___ Data listing ___

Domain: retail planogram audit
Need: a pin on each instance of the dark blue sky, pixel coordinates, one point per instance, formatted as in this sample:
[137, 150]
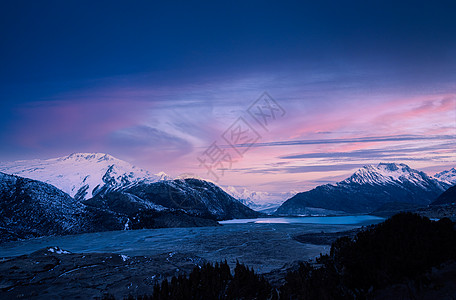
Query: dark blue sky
[67, 41]
[170, 77]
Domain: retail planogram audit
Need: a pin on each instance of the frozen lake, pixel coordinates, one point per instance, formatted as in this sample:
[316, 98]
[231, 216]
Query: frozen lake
[331, 220]
[261, 244]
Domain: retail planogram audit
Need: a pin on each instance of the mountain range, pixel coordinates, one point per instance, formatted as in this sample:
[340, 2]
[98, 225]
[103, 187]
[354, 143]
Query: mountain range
[88, 192]
[370, 188]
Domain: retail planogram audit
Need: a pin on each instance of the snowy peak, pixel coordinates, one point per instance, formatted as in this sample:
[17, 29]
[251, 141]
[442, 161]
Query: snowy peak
[81, 175]
[448, 176]
[385, 173]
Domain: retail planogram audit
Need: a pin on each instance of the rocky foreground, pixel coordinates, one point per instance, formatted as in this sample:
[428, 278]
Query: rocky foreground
[53, 273]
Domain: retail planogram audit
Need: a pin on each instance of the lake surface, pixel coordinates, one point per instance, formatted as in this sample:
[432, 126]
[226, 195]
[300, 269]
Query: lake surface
[264, 244]
[324, 220]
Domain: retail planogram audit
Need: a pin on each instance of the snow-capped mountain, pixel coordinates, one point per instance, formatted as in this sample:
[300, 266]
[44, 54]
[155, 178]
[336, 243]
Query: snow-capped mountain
[82, 175]
[448, 176]
[366, 190]
[31, 208]
[259, 201]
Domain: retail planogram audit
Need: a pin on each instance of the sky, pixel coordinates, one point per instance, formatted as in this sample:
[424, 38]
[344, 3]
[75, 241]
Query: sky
[272, 96]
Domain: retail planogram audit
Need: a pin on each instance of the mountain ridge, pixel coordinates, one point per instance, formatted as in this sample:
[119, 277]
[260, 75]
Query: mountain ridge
[366, 190]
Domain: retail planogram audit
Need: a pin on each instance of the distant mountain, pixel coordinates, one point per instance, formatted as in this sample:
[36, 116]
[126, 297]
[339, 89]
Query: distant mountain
[81, 175]
[123, 200]
[448, 176]
[30, 208]
[258, 201]
[367, 190]
[447, 197]
[195, 197]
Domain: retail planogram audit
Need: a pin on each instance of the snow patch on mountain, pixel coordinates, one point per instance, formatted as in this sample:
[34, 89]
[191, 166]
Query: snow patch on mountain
[81, 175]
[448, 176]
[387, 173]
[259, 201]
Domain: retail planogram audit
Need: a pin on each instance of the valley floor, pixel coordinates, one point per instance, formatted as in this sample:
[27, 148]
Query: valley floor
[152, 256]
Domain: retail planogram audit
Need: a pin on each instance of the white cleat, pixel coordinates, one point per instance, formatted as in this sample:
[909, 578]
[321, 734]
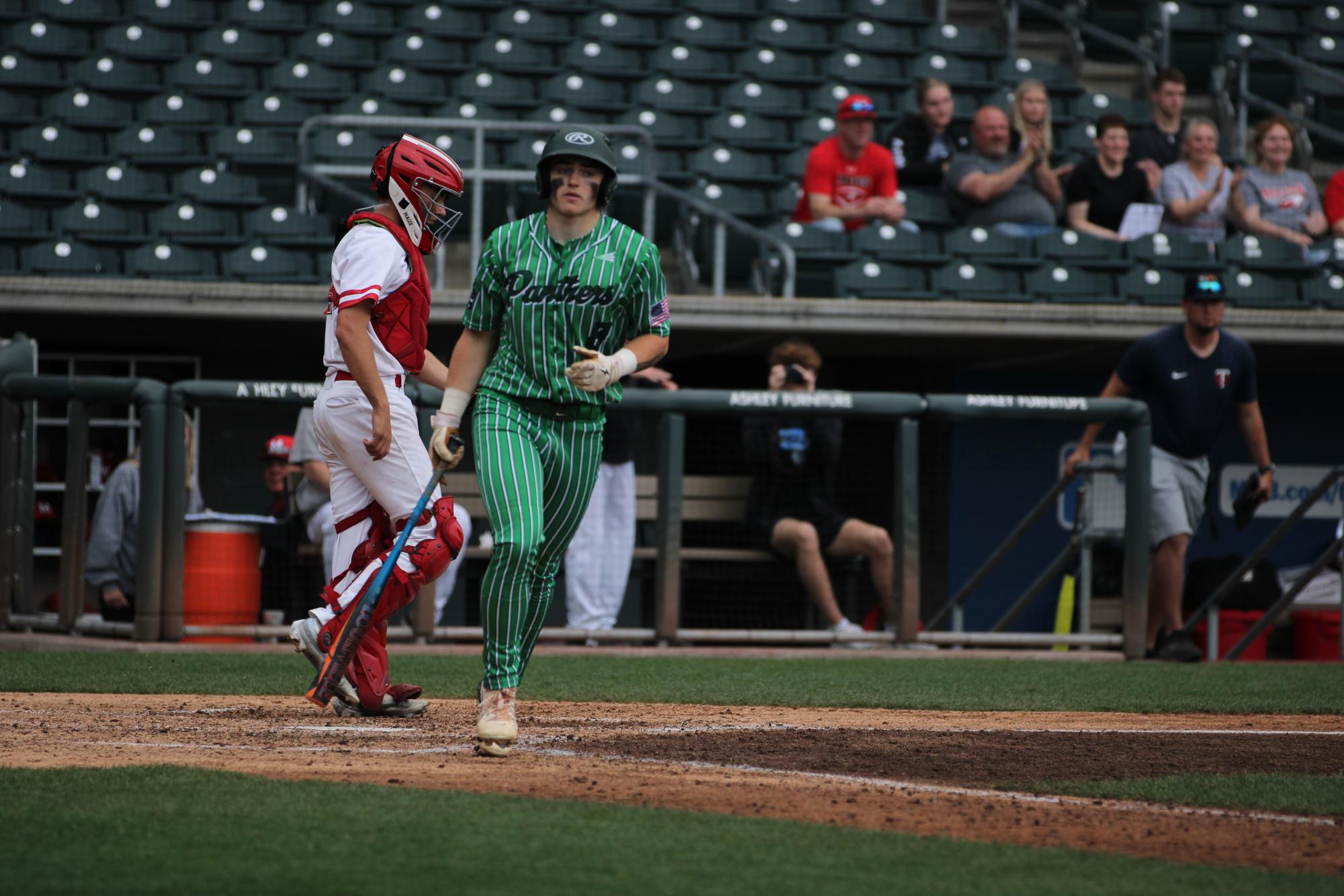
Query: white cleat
[496, 721]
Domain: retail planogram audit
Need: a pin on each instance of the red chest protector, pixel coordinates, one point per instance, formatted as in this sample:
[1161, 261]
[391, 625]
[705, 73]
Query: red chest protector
[401, 319]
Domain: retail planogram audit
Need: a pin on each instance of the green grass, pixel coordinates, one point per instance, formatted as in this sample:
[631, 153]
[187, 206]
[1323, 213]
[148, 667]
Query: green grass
[899, 684]
[1290, 793]
[165, 830]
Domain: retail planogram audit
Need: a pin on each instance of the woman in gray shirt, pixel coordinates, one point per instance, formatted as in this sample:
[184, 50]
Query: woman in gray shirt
[1195, 190]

___

Word for word, quote the full listing, omitting every picture.

Domain: retail planogram audit
Need: a pin on each instance of the dark blue sky, pixel coordinates, one point per instance, formatted as in this sample:
[137, 150]
Query: dark blue sky
[67, 41]
[170, 77]
Domain: retail planogram audit
Need: a pin on each instance of the frozen lake, pixel coordinates, one point per instance, formatted as in this sample:
[316, 98]
[231, 216]
Query: frozen lake
[331, 220]
[261, 244]
Domain: retail planogram audit
Need: a pin on each instance of the mountain range, pixel coordinates, one point per instance, formatted as in this sample:
[340, 2]
[98, 225]
[103, 187]
[354, 143]
Query: mountain range
[88, 192]
[370, 188]
Domain: retail planogram audit
Need: a pin on each instance of the snowy peak, pixel coordinates, one point per instance, formatted as in this sample:
[17, 29]
[251, 141]
[442, 161]
Query: snowy peak
[81, 175]
[448, 176]
[385, 173]
Domain: retail planogram audit
Need: a pin on each instance of the rocky foreground, pixel coordinates, one point per instance, formatted as in this sample:
[428, 278]
Query: rocky foreground
[53, 273]
Domain: retail planogram audit
Need: a pin on each instance of the lake surface, pixel coordinates, one point per instance, formatted as in this sample:
[432, 126]
[226, 195]
[300, 269]
Query: lake surface
[264, 244]
[324, 220]
Domain: retail planogram audit
Need: a pin on each instance of the snow-capped mountain, pixel coordinates, one point per instance, formatted as in this sample:
[300, 266]
[44, 54]
[155, 178]
[336, 243]
Query: snow-capped mountain
[82, 175]
[448, 176]
[366, 190]
[31, 208]
[259, 201]
Domain: retail planogram audit
Need: a pin on each instance of the sky, pixel coordinates, one point per instance, formatted as in this sample:
[424, 38]
[344, 3]
[75, 241]
Query: sky
[272, 96]
Domain: retail planogram audit
Need: a pin on each instance of the mountain ridge, pixel coordinates, one point per instance, formatted as in this sample:
[119, 277]
[260, 75]
Query: mountain ridge
[366, 190]
Domain: retail planogram audit
Need: a pin on each instance of the distant mountain, pixel coordinates, one point per instance, formatted as in this sample:
[36, 116]
[126, 297]
[339, 89]
Query: distant mountain
[81, 175]
[123, 200]
[448, 176]
[30, 208]
[258, 201]
[367, 190]
[447, 197]
[195, 197]
Domain: retail planogram audit
Need: a pin on each instance of the snow patch on mountain, pixel coordinates, one point per instance, formatted as in this sample:
[34, 89]
[191, 166]
Query: snow patch on mountain
[81, 175]
[448, 176]
[387, 173]
[259, 201]
Domain: retail planogram audit
Need: a pin on each instance of the valley floor, pixel coordinates, one point per instance, formatted as in this sample:
[27, 148]
Query: valley floor
[152, 256]
Domain: retail planogram audit
Need: a pin on each instance of the white cleat, pixel coordinates, one point per instance, formatted as in this sample:
[909, 578]
[321, 734]
Query: white cleat
[496, 721]
Domain: retail planogram audit
Need: a pin on each instance of the red chest protector, pixel coordinates, one point per instance, formatted as in this sample:
[1161, 261]
[391, 625]
[705, 73]
Query: red chest protector
[401, 319]
Domain: retail planogram audit
Need: a pin on each instance of the green grass, pixel coordinates, one point per instance, formatted as in this sample:
[631, 153]
[187, 206]
[1323, 213]
[148, 667]
Query: green grass
[899, 684]
[1290, 793]
[165, 830]
Domain: retail planogram audit
Need: a pin on each instance of the woman in gray shirt, pixel coordinates, one point per instance, formatted as in this sample:
[184, 50]
Query: woman in gray shirt
[1195, 190]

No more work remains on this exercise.